Your underwear is showing

Last night after dinner I walked with my daughter, each of us with a dog on the lead. We walked behind a woman whose dress was caught in her underpants. Though I could not be sure. The dress might be designed that way, a type of culottes. But the woman was my age at least and not someone likely to show off her legs.

‘Do we tell her?’ I asked my daughter. 

‘No, it’s too awful,’ she said, though agreed it was unkind to leave the woman in ignorance. 

When we caught up, I told the woman about her dress. 

‘That’s so embarrassing,’ she said and wrenched her skirt down, then smoothed it with her hand. ‘Thanks,’ she said without making eye contact. 

My daughter and I crossed the road to take the quick walk around the block and avoid the evening heat. That’s when I remembered Mrs P who took us for music when I was in year eight. 

One day Mrs P stood in the concert hall and glared down at us from her place on the dais, which she shared with a piano. There was also a black board behind the piano onto which she turned to write down notes on a set of lines: a gorgeous treble clef in first place. Crotchets and quavers, and demi semi quavers. 

I loved the written language of music. The words for each sign, each black ball with its accompanying tag that told you how long to hold the beat. The open circled ball a full beat, unlike the dark connected quavers.

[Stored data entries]
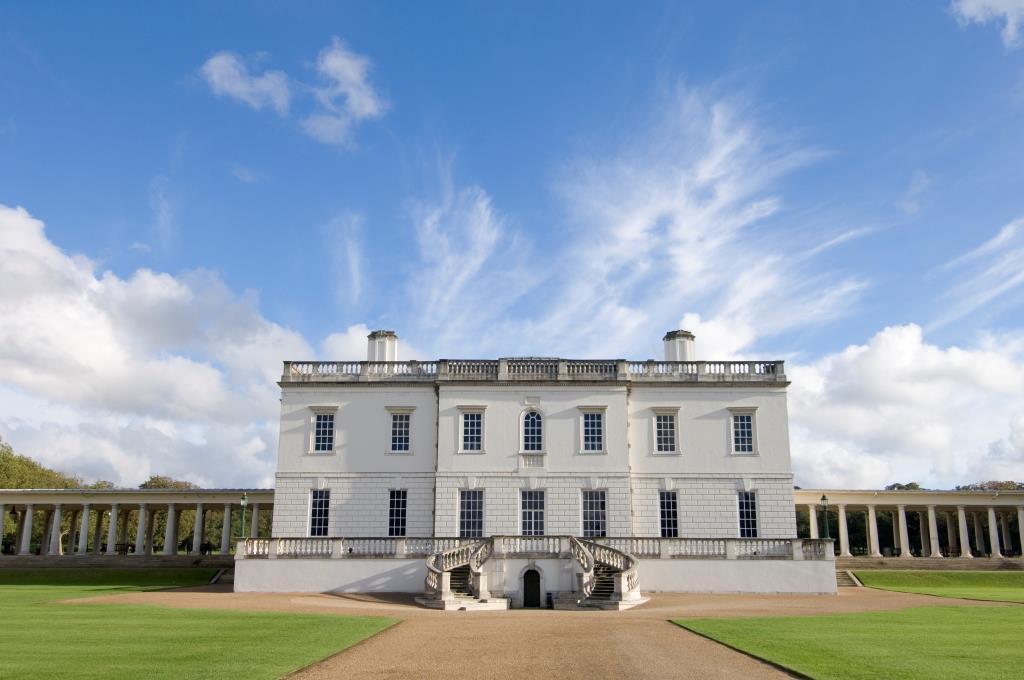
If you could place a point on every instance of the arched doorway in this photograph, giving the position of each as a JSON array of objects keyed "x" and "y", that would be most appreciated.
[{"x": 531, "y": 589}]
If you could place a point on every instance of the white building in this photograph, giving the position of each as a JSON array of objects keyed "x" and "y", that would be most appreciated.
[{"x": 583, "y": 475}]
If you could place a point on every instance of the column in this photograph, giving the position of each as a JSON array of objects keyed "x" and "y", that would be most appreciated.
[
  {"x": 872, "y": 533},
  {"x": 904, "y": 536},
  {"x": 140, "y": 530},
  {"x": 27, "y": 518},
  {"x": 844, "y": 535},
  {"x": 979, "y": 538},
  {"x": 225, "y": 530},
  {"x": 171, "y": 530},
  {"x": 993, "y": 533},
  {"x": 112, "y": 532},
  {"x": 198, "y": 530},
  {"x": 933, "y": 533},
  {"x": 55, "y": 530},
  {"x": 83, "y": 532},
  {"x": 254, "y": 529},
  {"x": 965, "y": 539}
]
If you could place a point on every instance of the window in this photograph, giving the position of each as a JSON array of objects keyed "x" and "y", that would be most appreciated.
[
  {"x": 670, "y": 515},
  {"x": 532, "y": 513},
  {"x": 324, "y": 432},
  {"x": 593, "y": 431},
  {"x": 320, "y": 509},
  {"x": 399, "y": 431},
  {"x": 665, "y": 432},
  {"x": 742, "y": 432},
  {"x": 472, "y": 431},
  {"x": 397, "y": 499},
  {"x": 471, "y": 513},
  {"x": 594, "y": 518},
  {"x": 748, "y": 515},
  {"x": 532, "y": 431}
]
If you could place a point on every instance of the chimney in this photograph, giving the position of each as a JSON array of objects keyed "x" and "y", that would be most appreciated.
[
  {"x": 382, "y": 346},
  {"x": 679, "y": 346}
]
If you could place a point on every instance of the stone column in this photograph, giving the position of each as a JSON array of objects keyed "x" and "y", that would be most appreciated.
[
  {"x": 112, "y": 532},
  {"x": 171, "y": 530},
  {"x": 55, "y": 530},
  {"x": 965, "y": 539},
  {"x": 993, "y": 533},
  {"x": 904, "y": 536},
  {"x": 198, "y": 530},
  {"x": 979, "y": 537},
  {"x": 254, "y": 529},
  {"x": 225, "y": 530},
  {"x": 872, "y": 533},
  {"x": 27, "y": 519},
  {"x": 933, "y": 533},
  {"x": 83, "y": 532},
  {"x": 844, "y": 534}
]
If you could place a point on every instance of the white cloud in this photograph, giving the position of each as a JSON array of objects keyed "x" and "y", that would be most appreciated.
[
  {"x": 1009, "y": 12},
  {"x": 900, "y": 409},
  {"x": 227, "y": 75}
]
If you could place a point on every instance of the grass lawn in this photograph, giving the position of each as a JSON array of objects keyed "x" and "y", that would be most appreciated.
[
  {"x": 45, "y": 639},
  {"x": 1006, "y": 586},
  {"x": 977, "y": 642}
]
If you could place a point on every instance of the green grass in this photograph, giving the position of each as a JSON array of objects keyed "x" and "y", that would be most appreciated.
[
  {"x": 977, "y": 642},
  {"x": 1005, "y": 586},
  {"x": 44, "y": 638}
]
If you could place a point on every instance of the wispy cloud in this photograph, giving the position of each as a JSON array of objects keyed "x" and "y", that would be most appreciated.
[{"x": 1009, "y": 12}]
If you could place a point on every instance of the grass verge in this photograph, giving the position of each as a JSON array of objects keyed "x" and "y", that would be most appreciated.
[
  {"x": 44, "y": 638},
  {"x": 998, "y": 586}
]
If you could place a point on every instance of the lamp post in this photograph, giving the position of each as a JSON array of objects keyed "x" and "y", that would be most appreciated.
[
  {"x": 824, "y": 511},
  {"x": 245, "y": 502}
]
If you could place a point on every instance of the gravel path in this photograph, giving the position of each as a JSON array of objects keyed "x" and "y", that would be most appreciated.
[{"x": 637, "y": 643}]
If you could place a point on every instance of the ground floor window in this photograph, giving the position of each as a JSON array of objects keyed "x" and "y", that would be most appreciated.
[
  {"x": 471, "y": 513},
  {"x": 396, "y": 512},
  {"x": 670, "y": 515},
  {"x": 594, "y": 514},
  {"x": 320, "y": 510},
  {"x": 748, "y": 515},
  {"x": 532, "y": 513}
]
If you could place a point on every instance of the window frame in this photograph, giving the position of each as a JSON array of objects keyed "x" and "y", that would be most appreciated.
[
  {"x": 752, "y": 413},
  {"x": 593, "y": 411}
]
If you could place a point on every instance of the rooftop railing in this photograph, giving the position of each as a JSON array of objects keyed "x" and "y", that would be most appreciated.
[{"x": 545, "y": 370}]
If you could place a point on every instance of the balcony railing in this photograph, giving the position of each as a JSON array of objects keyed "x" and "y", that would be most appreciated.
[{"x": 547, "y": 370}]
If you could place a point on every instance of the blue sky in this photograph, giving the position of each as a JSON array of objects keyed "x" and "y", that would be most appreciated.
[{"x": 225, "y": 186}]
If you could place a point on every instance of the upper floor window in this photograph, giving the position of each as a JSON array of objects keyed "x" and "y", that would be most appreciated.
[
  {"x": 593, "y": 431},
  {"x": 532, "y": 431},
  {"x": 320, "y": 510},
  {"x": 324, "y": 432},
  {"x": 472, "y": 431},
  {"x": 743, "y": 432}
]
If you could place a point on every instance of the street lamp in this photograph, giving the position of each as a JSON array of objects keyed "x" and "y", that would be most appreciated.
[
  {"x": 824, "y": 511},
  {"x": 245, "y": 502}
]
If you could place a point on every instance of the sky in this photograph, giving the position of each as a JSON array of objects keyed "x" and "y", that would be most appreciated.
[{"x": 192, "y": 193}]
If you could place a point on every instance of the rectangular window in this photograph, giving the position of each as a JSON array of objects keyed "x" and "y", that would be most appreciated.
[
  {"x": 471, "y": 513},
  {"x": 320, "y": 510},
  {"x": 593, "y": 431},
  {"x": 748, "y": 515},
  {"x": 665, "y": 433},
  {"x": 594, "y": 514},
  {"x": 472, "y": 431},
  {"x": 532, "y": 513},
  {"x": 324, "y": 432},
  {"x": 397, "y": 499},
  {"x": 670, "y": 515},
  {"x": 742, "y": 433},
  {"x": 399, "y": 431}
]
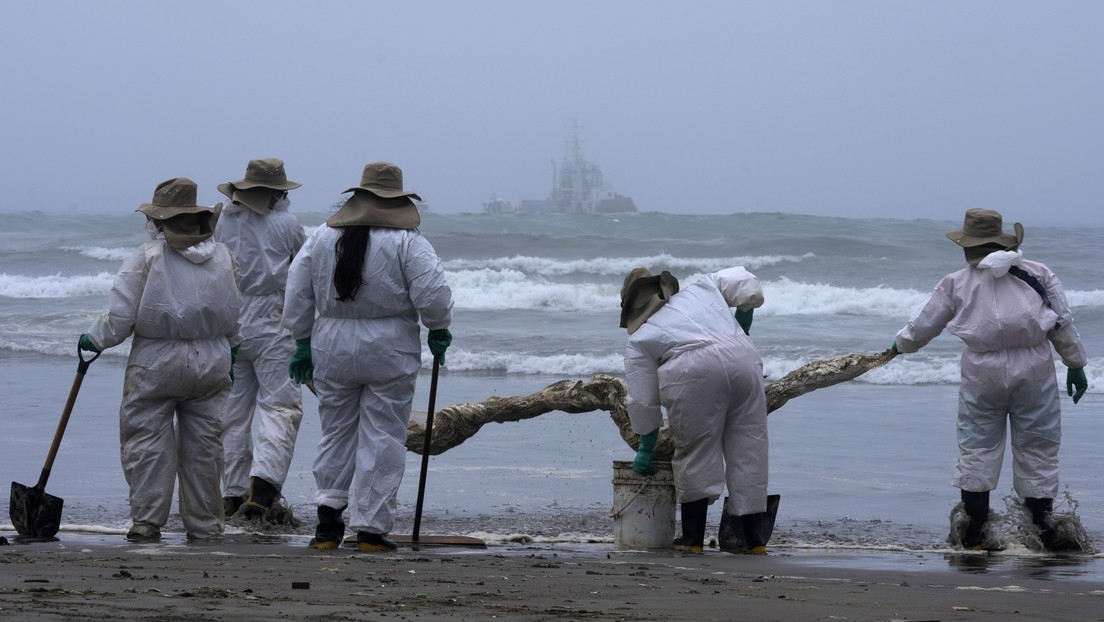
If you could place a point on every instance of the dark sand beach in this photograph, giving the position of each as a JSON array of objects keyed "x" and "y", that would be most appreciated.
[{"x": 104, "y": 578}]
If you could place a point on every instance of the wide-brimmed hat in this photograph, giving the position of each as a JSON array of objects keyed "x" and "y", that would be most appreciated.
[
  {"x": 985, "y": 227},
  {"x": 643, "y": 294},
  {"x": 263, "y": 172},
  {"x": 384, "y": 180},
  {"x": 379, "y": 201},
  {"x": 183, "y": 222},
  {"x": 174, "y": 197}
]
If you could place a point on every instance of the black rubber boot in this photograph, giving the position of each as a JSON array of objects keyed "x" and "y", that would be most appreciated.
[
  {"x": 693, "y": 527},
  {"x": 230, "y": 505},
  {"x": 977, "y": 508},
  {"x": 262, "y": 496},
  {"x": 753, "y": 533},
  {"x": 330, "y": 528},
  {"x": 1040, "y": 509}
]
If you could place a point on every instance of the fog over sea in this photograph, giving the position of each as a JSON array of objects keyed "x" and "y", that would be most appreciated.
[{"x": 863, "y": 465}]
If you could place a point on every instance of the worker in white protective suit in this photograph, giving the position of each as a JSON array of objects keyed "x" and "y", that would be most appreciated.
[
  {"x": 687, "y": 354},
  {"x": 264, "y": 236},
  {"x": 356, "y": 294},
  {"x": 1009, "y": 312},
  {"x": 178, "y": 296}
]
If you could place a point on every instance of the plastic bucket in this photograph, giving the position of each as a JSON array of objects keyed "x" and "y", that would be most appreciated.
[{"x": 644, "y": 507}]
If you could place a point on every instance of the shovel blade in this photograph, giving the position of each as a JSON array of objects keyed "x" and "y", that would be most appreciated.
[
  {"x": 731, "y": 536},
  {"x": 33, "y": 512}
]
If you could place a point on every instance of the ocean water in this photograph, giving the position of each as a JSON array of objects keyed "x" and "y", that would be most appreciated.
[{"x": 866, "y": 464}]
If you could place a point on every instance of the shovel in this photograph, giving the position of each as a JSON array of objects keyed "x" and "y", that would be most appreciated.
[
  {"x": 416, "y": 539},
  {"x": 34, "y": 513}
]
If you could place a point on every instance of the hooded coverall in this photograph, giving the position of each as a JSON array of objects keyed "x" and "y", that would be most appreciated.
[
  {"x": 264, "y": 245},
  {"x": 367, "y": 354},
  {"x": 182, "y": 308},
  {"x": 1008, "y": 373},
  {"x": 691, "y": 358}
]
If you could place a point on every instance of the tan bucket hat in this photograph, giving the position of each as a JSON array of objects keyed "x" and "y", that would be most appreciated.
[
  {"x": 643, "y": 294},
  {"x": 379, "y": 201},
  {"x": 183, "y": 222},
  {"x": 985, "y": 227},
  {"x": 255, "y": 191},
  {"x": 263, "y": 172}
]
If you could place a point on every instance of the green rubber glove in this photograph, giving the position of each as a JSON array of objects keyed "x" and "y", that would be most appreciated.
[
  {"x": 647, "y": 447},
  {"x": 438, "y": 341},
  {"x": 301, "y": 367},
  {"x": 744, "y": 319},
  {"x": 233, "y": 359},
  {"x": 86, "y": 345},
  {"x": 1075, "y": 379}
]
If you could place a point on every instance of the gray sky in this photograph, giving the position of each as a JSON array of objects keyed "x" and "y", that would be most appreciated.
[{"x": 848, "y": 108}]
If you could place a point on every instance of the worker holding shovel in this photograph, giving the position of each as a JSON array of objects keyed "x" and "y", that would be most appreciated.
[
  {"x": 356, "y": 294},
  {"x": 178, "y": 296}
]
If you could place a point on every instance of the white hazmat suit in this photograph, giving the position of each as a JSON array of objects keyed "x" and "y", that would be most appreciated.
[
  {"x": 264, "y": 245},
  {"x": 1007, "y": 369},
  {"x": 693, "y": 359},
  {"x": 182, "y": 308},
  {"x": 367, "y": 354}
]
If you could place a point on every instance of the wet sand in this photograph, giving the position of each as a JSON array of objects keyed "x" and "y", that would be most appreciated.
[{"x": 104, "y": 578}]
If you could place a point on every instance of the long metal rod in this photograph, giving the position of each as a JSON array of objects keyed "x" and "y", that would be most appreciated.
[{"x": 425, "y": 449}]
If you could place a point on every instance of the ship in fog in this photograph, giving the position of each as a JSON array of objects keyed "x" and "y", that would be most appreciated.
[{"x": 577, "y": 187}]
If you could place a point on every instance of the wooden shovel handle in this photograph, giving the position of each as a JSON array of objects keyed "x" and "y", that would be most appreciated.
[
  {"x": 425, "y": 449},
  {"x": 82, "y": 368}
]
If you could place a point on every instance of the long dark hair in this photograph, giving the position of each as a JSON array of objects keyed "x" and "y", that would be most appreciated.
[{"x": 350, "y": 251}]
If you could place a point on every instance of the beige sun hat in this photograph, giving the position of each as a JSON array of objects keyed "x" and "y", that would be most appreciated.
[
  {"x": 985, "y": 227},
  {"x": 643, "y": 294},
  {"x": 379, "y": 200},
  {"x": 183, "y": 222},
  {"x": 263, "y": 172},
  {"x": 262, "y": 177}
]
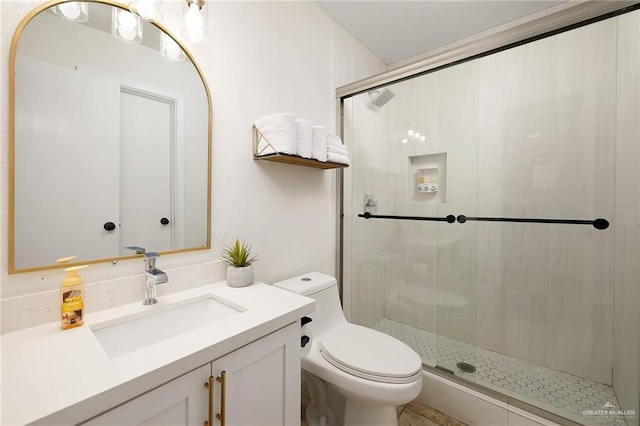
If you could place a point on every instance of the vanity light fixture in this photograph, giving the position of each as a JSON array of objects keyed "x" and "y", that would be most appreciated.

(Stated task A) Repeat the piece from "Your underwear is" to "woman in ignorance.", swapping "daughter" for "son".
(Stated task B)
Answer these questions on the piece:
(i) What did the narrator and the daughter each have on a lead during the walk?
(ii) What subject did Mrs P teach?
(iii) What sign stood in first place on the set of lines Mrs P wrote on the board?
These rows have no connection to the piece.

(Exercise solution A)
Your underwear is showing

Last night after dinner I walked with my son, each of us with a dog on the lead. We walked behind a woman whose dress was caught in her underpants. Though I could not be sure. The dress might be designed that way, a type of culottes. But the woman was my age at least and not someone likely to show off her legs.

‘Do we tell her?’ I asked my son. 

‘No, it’s too awful,’ she said, though agreed it was unkind to leave the woman in ignorance.

(Exercise solution B)
(i) A dog.
(ii) Music.
(iii) A treble clef.